(Written task) Return the records in full, exactly as given.

Data listing:
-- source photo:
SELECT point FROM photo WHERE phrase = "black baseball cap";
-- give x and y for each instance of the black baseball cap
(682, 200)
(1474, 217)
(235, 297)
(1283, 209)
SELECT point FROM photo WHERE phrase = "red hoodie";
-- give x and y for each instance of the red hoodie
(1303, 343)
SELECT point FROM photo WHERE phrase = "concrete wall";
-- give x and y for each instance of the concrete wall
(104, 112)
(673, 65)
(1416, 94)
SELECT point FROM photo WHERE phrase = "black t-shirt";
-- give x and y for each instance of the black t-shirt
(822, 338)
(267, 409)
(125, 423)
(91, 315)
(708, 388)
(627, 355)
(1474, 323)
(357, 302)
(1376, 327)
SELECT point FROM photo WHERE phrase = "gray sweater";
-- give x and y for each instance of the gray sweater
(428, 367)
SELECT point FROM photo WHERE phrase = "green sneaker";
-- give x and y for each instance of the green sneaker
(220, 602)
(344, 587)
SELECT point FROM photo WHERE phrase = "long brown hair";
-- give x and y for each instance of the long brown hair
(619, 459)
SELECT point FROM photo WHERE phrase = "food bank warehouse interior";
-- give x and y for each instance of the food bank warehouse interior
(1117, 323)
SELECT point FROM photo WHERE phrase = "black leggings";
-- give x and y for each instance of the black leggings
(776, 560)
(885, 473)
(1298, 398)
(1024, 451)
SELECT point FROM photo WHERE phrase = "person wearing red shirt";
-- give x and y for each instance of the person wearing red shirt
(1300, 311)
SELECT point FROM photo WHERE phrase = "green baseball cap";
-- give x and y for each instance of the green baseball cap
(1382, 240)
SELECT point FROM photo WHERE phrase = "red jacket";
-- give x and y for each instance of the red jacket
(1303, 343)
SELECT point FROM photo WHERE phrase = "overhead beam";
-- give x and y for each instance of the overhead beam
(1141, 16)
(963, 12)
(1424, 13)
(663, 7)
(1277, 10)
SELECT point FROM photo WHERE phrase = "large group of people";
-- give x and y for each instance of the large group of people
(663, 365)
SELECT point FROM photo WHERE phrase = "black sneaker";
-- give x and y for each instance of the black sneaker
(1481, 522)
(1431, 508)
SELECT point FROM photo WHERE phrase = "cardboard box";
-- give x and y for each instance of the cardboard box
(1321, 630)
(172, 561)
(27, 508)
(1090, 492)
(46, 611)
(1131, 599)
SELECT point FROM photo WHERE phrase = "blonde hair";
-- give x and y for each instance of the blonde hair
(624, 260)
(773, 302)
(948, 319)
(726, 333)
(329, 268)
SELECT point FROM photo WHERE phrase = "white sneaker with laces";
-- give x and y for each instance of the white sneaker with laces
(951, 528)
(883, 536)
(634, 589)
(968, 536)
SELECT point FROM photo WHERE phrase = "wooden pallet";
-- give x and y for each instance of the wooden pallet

(Output of the task)
-- source photo:
SELECT point FROM photo WHERE phrase = "black baseball cap";
-- give x and y for each instance of the black baseball cap
(682, 200)
(1474, 217)
(235, 297)
(1283, 209)
SELECT point FROM photo WHERE phrase = "red hoodie";
-- give x and y for each instance of the red hoodie
(1303, 343)
SELECT point FROM photo WHERE phrase = "concrete wall";
-- give x and y for each instance of the concrete wall
(104, 112)
(673, 65)
(1416, 94)
SELECT point FROM photo WHERE phrase = "black t-shirt";
-- give x and y for each instance of the black t-shirt
(822, 338)
(267, 409)
(125, 423)
(91, 315)
(708, 388)
(627, 355)
(1474, 323)
(357, 302)
(1376, 327)
SELECT point FROM photo WHERE phrase = "gray sweater";
-- give x and y for each instance of the gray sweater
(428, 367)
SELECT point FROM photo WHERE phrase = "green sneaker";
-- give x and y for each instance of the green sneaker
(220, 602)
(344, 587)
SELECT point FROM photo WHERE phrase = "long brown hair";
-- give x and y for each instance of the long brown hair
(619, 459)
SELECT point FROM photo WHERE phrase = "food bank warehouse interior";
-- give x and y for each instance of the food bank warehouse interior
(1117, 323)
SELECT point FROM photo WHERE phrase = "black leggings";
-- give x and y for each instance of the black leggings
(776, 560)
(885, 473)
(1298, 398)
(1024, 451)
SELECT point FROM photo WHERE phrase = "person wearing red shirt";
-- give x and y for each instance of the person wearing red shirt
(1300, 311)
SELECT point FROM photo WHERE phrase = "green baseball cap";
-- give x and y for each instance of the green baseball cap
(1382, 240)
SELECT point FROM photo WHERE phrase = "red jacket";
-- give x and y for each instance of the red jacket
(1303, 343)
SELECT point FROM photo WHERE phrase = "overhead beam";
-- give x and y for each instance of the overhead beam
(1141, 16)
(963, 12)
(1424, 13)
(663, 7)
(1277, 10)
SELECT point FROM photo WHERE phrase = "large group of people";
-- give x and y for each instance of the large group of people
(663, 365)
SELECT point FROM photo WHERE phrase = "black sneaker";
-- give x and y for each instance of the black sneaker
(1481, 522)
(1431, 508)
SELECT point FROM photo WHERE phrase = "cardboard box";
-- give x and y for each instance of the cardboard box
(1321, 630)
(172, 561)
(27, 508)
(1090, 492)
(46, 611)
(1131, 599)
SELECT point FROM photo WHERE phrase = "blonde hair";
-- give x and y for each instance of the blonde hair
(624, 260)
(773, 302)
(948, 319)
(726, 333)
(329, 268)
SELECT point FROM photo WHERE phrase = "white sneaker with laces";
-- give x and y for each instance of the white sneaker with laces
(951, 528)
(883, 536)
(634, 589)
(968, 536)
SELECT point FROM photo WHERE phrase = "wooden pallet";
-- give x and y for each instance of the wooden pallet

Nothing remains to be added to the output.